• **Problem requirements**: Format the lines of the items below as a JSON list of strings, one string per line with blank lines omitted, starting at the line that contains "Study the photograph above. For every instance of the metal" and ending at the last line of the items.

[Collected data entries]
==========

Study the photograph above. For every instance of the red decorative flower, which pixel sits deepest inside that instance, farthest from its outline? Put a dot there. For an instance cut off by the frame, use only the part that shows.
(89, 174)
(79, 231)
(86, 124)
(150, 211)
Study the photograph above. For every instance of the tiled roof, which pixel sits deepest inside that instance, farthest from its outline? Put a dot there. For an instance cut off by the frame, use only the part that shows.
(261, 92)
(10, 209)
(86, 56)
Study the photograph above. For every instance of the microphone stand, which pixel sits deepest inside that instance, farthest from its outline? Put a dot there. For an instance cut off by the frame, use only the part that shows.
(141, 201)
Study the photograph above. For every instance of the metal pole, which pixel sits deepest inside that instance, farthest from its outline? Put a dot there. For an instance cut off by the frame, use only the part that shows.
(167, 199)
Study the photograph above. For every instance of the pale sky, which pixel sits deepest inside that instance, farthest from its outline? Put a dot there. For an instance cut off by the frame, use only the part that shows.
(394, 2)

==========

• **Task answer**:
[
  "Study the photograph above. For every instance of the metal pole, which pixel sits deepest inside that instance, farthest from its outline? Put a dot there. For an instance cut off by the frame, use only the part that shows.",
  "(167, 199)",
  "Study the photograph above. For every instance of the pale sky, which pixel sits deepest inside that instance, farthest from its outline? Put a dot there. For an instance cut off by the frame, use only the part that shows.",
  "(394, 2)"
]